[Saved data entries]
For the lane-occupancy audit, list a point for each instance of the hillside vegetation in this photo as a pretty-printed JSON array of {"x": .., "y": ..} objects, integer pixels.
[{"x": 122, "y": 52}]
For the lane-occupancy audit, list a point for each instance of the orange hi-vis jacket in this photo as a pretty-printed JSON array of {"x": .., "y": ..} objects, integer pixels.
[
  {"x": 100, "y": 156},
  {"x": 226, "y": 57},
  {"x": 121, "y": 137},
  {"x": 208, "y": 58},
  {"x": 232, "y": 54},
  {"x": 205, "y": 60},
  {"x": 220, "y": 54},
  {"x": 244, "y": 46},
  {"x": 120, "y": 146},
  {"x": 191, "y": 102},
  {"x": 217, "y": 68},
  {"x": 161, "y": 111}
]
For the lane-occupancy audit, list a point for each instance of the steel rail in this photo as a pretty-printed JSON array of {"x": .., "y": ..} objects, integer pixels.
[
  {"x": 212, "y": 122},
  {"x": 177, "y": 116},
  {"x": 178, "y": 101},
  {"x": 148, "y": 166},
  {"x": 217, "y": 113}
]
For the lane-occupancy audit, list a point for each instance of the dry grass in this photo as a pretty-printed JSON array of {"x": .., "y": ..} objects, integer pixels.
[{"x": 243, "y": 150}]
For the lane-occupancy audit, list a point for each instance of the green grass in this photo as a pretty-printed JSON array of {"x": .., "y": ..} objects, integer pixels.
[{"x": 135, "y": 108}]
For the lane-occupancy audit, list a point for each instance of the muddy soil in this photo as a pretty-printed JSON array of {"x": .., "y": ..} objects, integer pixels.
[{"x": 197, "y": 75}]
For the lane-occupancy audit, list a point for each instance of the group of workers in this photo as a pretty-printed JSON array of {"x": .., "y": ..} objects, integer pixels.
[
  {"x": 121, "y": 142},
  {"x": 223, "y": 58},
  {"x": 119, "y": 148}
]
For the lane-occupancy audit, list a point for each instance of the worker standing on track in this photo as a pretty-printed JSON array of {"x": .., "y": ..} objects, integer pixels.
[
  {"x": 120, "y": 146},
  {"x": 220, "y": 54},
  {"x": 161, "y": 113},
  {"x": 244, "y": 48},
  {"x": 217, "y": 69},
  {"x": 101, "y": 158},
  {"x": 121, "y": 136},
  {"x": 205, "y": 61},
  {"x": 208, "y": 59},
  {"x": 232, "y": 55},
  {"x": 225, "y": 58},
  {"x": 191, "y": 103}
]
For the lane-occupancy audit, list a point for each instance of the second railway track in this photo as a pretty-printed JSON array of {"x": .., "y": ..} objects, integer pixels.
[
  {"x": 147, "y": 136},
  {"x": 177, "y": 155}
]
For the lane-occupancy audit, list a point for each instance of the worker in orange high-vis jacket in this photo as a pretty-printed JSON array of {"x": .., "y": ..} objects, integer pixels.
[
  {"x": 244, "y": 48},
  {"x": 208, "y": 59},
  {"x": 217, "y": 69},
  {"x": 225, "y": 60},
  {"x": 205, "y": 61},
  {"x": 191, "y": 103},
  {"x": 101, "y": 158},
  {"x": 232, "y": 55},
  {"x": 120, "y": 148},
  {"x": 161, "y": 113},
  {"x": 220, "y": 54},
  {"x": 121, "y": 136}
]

TASK PROMPT: Exact output of every entry is required.

EXPECTED ANSWER:
For the lane-occupancy audit, list a point for each instance of the hillside vegetation in this photo as a pretty-printed JSON array of {"x": .., "y": ..} objects, integer pixels.
[{"x": 122, "y": 52}]
For the lane-occupancy audit, list a point for each instance of the orange hi-vis jacket in this photo as a pretty-printed JSON array of {"x": .., "y": ..} objects, integer pixels.
[
  {"x": 100, "y": 156},
  {"x": 226, "y": 57},
  {"x": 121, "y": 137},
  {"x": 208, "y": 58},
  {"x": 232, "y": 54},
  {"x": 205, "y": 60},
  {"x": 220, "y": 54},
  {"x": 244, "y": 46},
  {"x": 120, "y": 146},
  {"x": 191, "y": 102},
  {"x": 217, "y": 68},
  {"x": 161, "y": 111}
]
For the lane-occupancy audit, list a point for each instance of the steel rail in this photo as a pretty-printed JSON array of {"x": .., "y": ..} objects, integer pixels.
[
  {"x": 212, "y": 122},
  {"x": 177, "y": 116},
  {"x": 178, "y": 101},
  {"x": 148, "y": 166},
  {"x": 217, "y": 113}
]
For the lane-occupancy audit, list a point for each instance of the dry grass in this photo as a pretty-printed JSON array of {"x": .., "y": ..} objects, integer pixels.
[{"x": 243, "y": 150}]
For the lane-occupancy audit, list a point for each instance of the green grass in this photo as a pretty-printed JSON array of {"x": .., "y": ..} objects, integer pixels.
[{"x": 135, "y": 108}]
For the lane-occupancy audit, list a point for each instance of the muddy soil in this photo as a pretty-printed JSON array of {"x": .., "y": ..} objects, integer pixels.
[{"x": 197, "y": 75}]
For the lane-occupancy audit, list a point for each instance of the group of workers in this photo as a pretty-printed JSON array of {"x": .., "y": ..} objects, integer pixels.
[
  {"x": 121, "y": 142},
  {"x": 223, "y": 58},
  {"x": 119, "y": 148}
]
For the lane-occupancy audit, list a point for each instance of the worker standing on track in this photo as a pretty-printed JSON array of {"x": .., "y": ..} objects, integer pixels.
[
  {"x": 120, "y": 146},
  {"x": 220, "y": 54},
  {"x": 161, "y": 113},
  {"x": 244, "y": 48},
  {"x": 217, "y": 69},
  {"x": 101, "y": 158},
  {"x": 121, "y": 136},
  {"x": 205, "y": 61},
  {"x": 208, "y": 59},
  {"x": 232, "y": 55},
  {"x": 225, "y": 58},
  {"x": 191, "y": 103}
]
For the lane-occupancy audit, list a point for each instance of the second railway track in this photo as a pretty-printed JSON array of {"x": .., "y": ..} objects, integer pixels.
[
  {"x": 147, "y": 136},
  {"x": 177, "y": 155}
]
For the lane-occupancy audit, list a point for each instance of the worker in orange high-vis jacket in this photo as a pretty-printed JSON array of {"x": .., "y": ..} objects, integer pixels.
[
  {"x": 244, "y": 48},
  {"x": 208, "y": 59},
  {"x": 217, "y": 69},
  {"x": 225, "y": 60},
  {"x": 205, "y": 61},
  {"x": 191, "y": 103},
  {"x": 101, "y": 158},
  {"x": 232, "y": 55},
  {"x": 120, "y": 148},
  {"x": 161, "y": 113},
  {"x": 220, "y": 54},
  {"x": 121, "y": 136}
]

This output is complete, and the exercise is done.